## [読解文]
====
1996年のIRONMAN Lanzarote(スペイン)*1が私にとっての初アイアンマンレースでした。そこは世界各国で開催されているIRONMANレースの中で屈指の難コースと言われているんです。ウインドサーフィンのメッカとして有名で、とても風が強い中、バイクで大きな山を2つ越えないといけない。火山でできた山なので風は全て吹きさらし、風でどんどん飛ばされる。ガードレールはないし、下に落ちたらやばいという、典型的なヨーロッパのコース。今思うと最初にこんな厳しいコースに出なくてもよかったんですけどね。でもこのレースで11位という結果を残し、その年初めてコナ*2に出場しました。
*1 西アフリカ沖のカナリヤ諸島の一部となっているスペイン領の島
*2 ハワイ島コナで毎年10月に開催されるIRONMAN World Championshipの通称

トライアスロンを極めていたからこそ
できたアドベンチャーレースへの挑戦

― 1999年からアドベンチャーレースに挑戦したのには、どういういきさつがあったのでしょうか?

1995年頃からずっと、アドベンチャーレーサーで旧知の仲の田中正人さんからEAST WINDの一員として一緒にレースに出てほしいと声をかけられていたんです。私は、面白そうだし一度はやってみたいけど、プロのトライアスリートだしメインはトライアスロンだから、一区切りついたら考えると言って流していたんですよ。その後1998年にプロの一線から退くことを決めて、「今後はレース出場だけでなく、トライアスロンの魅力を広く伝えたりする活動をやっていこうと思っている」というコメントが記事で出たとき、それを読んだ田中さんから再度声がかかりました。さすがにこれは逃げられないなと思って、とりあえず1年ぐらいと思って始めたんです。
*アドベンチャーレースにおける国内第一人者である田中正人氏が率いるプロチーム

― トライアスロンとは全く異なるレースへはグッと入り込めたのですか?

自分の新しい可能性を追求したり、自分が知らないことができるので、単純に面白そうだと思いました。当時、ワールドカップで世界ランキング7位になったのですが、私は順位にはあまりこだわっていなくて。でも田中さんは勝負にものすごいこだわっていて、とても厳しかったですね。ただ、僕はプロでトライアスロンをやっていたから、彼の思いや言っている意図がよく理解できました。全身全霊をかけて競技をやってきたので、気持ちの入れ方とかやり方がわかるんです。本気でやってきたからこそ、生きるか死ぬかのような世界でも頑張れるし、追い込める。トライアスロンをやっていたことがすごく活きましたね。

― 種目が多いので苦労されたのでは?
====
## [記録データ]
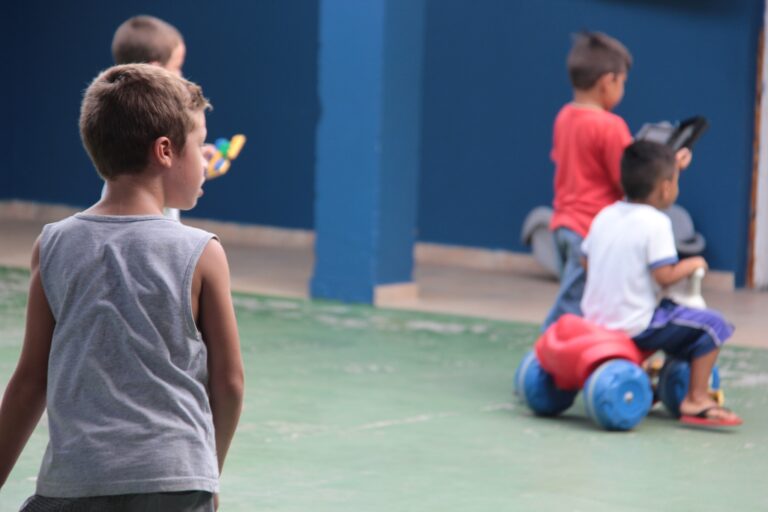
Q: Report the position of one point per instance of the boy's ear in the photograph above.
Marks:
(162, 151)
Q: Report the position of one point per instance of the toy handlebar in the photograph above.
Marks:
(226, 151)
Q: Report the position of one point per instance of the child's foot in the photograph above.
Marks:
(711, 416)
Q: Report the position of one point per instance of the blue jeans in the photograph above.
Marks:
(573, 277)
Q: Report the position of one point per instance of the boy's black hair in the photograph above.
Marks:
(643, 164)
(594, 54)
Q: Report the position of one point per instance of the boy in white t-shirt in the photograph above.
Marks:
(630, 251)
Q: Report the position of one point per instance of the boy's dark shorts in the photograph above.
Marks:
(188, 501)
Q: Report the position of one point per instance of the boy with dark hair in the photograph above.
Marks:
(131, 339)
(149, 40)
(588, 142)
(630, 250)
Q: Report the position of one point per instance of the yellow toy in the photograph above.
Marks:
(226, 151)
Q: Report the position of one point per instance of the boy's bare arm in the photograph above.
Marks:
(216, 317)
(670, 274)
(24, 399)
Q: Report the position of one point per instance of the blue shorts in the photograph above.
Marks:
(684, 333)
(188, 501)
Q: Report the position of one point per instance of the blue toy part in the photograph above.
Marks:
(674, 378)
(618, 395)
(537, 388)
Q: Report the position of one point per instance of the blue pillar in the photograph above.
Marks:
(370, 61)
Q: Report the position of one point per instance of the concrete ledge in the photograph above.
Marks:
(255, 236)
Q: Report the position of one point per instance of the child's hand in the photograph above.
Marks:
(683, 158)
(208, 151)
(695, 263)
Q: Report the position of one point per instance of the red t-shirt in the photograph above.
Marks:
(587, 148)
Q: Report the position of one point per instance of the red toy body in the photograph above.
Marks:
(572, 348)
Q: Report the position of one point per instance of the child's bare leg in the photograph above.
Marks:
(698, 397)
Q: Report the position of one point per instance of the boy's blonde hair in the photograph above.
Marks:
(127, 107)
(145, 39)
(594, 54)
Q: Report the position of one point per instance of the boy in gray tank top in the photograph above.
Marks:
(131, 340)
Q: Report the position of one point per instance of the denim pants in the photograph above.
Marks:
(573, 277)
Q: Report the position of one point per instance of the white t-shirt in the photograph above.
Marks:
(626, 241)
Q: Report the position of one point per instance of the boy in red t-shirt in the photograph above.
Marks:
(588, 143)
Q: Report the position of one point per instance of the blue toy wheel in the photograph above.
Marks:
(674, 378)
(618, 395)
(537, 388)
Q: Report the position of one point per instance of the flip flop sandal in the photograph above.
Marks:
(704, 419)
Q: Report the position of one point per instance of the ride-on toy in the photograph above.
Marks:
(573, 354)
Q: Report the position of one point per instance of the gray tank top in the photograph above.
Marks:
(128, 408)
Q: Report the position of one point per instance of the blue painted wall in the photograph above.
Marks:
(255, 60)
(367, 146)
(495, 77)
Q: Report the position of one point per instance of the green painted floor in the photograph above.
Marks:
(350, 408)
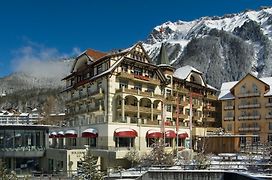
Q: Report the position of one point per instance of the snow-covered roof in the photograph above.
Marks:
(183, 72)
(211, 87)
(226, 87)
(122, 129)
(268, 80)
(225, 90)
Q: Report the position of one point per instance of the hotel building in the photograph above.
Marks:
(121, 100)
(22, 141)
(247, 109)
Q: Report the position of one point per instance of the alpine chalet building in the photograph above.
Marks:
(119, 101)
(247, 110)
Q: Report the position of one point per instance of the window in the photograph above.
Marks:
(255, 113)
(254, 101)
(150, 89)
(124, 142)
(99, 69)
(123, 84)
(256, 139)
(254, 88)
(124, 67)
(243, 89)
(229, 114)
(91, 142)
(168, 92)
(270, 126)
(192, 78)
(269, 139)
(229, 127)
(187, 112)
(99, 85)
(138, 87)
(168, 108)
(242, 140)
(137, 71)
(229, 103)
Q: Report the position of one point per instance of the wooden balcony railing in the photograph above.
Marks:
(249, 117)
(245, 106)
(249, 128)
(249, 94)
(229, 118)
(211, 97)
(138, 92)
(140, 78)
(229, 107)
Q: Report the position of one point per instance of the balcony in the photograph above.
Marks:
(98, 94)
(209, 119)
(171, 99)
(268, 105)
(209, 108)
(211, 97)
(257, 117)
(228, 107)
(181, 116)
(183, 103)
(246, 106)
(138, 92)
(229, 118)
(249, 128)
(26, 152)
(149, 122)
(139, 78)
(181, 90)
(249, 94)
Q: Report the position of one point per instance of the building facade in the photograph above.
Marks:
(121, 100)
(247, 109)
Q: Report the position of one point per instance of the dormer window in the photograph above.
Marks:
(243, 89)
(254, 88)
(138, 71)
(192, 79)
(99, 69)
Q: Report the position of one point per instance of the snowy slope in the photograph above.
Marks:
(250, 30)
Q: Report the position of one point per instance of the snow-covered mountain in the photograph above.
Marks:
(38, 75)
(224, 48)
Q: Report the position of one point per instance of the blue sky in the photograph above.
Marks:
(40, 30)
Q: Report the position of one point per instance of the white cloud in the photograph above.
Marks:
(40, 61)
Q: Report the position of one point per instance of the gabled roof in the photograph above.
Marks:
(225, 93)
(95, 55)
(124, 54)
(248, 74)
(227, 87)
(163, 57)
(183, 72)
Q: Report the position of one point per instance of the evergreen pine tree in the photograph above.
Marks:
(89, 168)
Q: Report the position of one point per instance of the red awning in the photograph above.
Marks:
(70, 134)
(90, 133)
(170, 134)
(52, 135)
(183, 135)
(125, 132)
(60, 134)
(154, 134)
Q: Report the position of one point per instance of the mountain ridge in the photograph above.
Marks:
(252, 30)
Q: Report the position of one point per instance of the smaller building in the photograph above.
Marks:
(22, 146)
(247, 109)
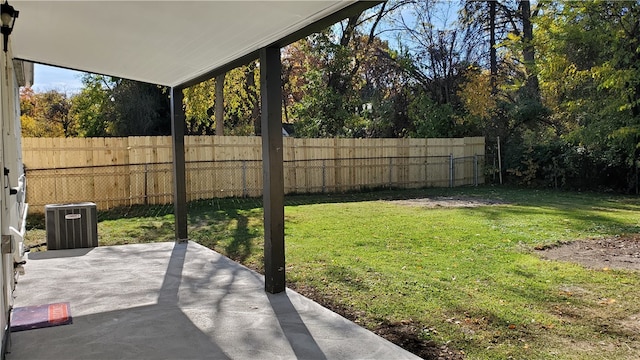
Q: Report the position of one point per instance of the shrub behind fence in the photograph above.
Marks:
(114, 172)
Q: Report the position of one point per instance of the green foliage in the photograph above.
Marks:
(590, 80)
(93, 107)
(46, 114)
(431, 119)
(241, 103)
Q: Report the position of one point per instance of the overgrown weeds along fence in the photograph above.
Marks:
(116, 172)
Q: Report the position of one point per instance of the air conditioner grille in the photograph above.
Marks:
(71, 226)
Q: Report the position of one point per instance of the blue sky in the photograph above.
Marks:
(52, 78)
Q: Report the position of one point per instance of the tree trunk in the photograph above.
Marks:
(219, 105)
(493, 57)
(528, 52)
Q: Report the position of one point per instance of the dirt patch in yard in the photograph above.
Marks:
(404, 334)
(616, 253)
(448, 201)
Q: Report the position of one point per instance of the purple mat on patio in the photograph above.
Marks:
(40, 316)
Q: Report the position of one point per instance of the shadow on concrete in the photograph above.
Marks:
(302, 342)
(54, 254)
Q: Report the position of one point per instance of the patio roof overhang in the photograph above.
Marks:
(171, 43)
(179, 44)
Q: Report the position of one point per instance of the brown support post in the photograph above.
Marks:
(272, 169)
(179, 182)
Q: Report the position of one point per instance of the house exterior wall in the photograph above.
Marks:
(12, 191)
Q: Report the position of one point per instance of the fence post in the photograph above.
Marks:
(452, 179)
(475, 170)
(146, 185)
(244, 178)
(324, 176)
(390, 172)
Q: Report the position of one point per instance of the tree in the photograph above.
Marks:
(240, 103)
(93, 107)
(590, 78)
(46, 114)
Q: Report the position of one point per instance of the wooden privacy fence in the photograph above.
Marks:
(114, 172)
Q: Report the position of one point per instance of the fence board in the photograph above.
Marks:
(137, 170)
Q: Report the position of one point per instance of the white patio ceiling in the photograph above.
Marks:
(172, 43)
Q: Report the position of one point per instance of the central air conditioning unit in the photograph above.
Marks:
(71, 226)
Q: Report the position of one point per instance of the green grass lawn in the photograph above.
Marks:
(466, 277)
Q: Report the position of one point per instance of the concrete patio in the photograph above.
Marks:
(177, 301)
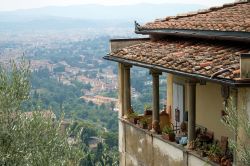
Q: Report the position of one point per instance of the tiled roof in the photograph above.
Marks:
(188, 56)
(234, 17)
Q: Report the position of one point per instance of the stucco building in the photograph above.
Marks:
(206, 57)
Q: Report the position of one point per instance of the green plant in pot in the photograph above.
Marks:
(133, 117)
(168, 133)
(214, 153)
(147, 109)
(143, 122)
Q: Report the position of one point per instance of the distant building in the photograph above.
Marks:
(206, 56)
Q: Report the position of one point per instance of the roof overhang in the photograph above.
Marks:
(228, 82)
(206, 34)
(218, 35)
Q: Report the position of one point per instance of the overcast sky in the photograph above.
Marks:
(6, 5)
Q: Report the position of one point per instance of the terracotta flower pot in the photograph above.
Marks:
(170, 137)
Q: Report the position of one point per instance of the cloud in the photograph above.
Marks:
(25, 4)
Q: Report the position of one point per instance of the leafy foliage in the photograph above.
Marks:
(25, 139)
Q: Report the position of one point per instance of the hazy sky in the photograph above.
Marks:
(24, 4)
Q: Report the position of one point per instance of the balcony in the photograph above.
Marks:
(141, 147)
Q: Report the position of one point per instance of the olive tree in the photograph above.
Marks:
(237, 120)
(29, 140)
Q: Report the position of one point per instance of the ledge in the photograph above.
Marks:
(178, 146)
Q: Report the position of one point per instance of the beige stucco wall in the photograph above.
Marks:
(209, 104)
(143, 148)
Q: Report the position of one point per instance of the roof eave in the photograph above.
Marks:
(228, 82)
(207, 34)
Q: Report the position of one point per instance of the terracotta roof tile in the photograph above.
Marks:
(229, 17)
(188, 56)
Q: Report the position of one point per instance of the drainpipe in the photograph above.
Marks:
(192, 110)
(245, 66)
(156, 102)
(127, 90)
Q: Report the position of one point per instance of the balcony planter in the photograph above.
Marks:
(133, 118)
(147, 110)
(214, 153)
(143, 123)
(168, 134)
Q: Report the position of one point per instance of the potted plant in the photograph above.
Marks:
(147, 109)
(133, 117)
(214, 153)
(168, 133)
(143, 123)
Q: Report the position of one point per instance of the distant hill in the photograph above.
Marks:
(89, 15)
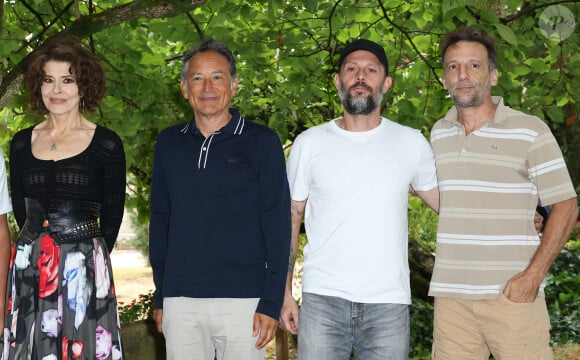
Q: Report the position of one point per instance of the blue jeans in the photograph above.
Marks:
(330, 327)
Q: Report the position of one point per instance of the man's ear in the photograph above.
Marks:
(184, 89)
(234, 87)
(337, 81)
(387, 84)
(493, 76)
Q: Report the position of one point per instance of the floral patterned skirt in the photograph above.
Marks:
(60, 301)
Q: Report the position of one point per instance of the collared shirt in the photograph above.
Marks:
(220, 214)
(490, 182)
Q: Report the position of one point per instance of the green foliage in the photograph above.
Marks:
(421, 313)
(562, 292)
(138, 309)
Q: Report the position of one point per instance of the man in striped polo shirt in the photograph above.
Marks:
(493, 164)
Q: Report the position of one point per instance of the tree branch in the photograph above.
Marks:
(94, 23)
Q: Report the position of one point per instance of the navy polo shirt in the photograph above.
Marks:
(220, 214)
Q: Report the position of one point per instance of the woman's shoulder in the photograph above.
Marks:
(21, 139)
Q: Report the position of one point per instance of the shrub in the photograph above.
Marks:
(138, 309)
(562, 289)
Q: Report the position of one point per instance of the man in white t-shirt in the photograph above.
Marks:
(5, 208)
(350, 177)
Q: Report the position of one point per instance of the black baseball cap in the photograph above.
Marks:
(366, 45)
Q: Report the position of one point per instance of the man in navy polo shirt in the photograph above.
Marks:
(220, 221)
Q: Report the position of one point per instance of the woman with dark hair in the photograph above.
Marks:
(67, 182)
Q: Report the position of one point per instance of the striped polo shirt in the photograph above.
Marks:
(490, 182)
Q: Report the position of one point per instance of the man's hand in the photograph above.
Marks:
(538, 222)
(158, 317)
(289, 314)
(266, 327)
(522, 288)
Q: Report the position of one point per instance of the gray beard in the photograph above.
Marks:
(359, 105)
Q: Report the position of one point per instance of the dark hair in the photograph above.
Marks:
(473, 35)
(209, 45)
(84, 65)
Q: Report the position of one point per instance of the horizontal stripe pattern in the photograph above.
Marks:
(490, 182)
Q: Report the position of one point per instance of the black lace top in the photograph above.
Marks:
(97, 174)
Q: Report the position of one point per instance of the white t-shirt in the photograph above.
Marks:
(356, 186)
(5, 206)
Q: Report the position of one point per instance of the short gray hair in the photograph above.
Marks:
(209, 45)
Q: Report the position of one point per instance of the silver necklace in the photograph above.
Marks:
(53, 145)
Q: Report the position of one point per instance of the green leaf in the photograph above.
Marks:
(506, 33)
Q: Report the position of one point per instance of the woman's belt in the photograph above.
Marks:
(67, 221)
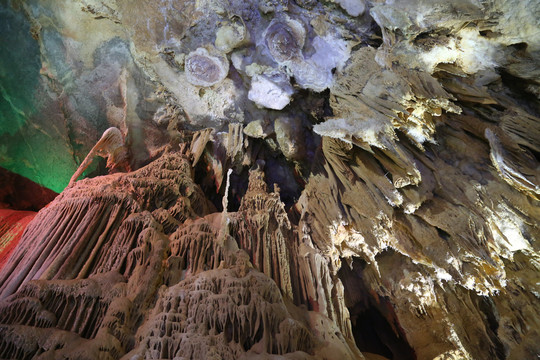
====
## [課題内容]
アドベンチャーレースについての文章から、「1995年頃からずっと、アド」で始まり「ぐらいと思って始めたんです。」で終わる部分を、「1998年」を「1999年」に入れ替えて書き直してください。

## [解答]
1995年頃からずっと、アドベンチャーレーサーで旧知の仲の田中正人さんからEAST WINDの一員として一緒にレースに出てほしいと声をかけられていたんです。私は、面白そうだし一度はやってみたいけど、プロのトライアスリートだしメインはトライアスロンだから、一区切りついたら考えると言って流していたんですよ。その後1999年にプロの一線から退くことを決めて、「今後はレース出場だけでなく、トライアスロンの魅力を広く伝えたりする活動をやっていこうと思っている」というコメントが記事で出たとき、それを読んだ田中さんから再度声がかかりました。さすがにこれは逃げられないなと思って、とりあえず1年ぐらいと思って始めたんです。